### Activity
Begin with the first line of the entries below and reproduce each line exactly, ending with the line that holds "positive clicks: (269, 357)".

━━━ Data for processing ━━━

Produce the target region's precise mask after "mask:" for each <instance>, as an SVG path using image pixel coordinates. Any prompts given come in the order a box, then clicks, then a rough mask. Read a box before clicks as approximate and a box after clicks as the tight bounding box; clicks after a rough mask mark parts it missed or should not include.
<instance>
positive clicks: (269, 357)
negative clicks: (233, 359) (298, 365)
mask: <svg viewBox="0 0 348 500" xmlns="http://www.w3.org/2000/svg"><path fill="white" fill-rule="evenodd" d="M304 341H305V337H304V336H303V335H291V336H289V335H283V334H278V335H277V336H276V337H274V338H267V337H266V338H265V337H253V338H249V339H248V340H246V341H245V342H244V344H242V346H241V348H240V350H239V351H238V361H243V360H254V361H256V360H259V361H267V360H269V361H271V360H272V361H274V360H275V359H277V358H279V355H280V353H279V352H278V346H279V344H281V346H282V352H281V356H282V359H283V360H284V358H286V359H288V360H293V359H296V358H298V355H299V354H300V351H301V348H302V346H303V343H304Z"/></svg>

━━━

### Output of the task
Produce the target region's precise mask after "mask:" for each <instance>, as an SVG path using image pixel coordinates. Any prompts given come in the order a box, then clicks, then a rough mask. Read a box before clicks as approximate and a box after clicks as the tight bounding box; clicks after a rough mask mark parts it missed or should not include.
<instance>
positive clicks: (269, 357)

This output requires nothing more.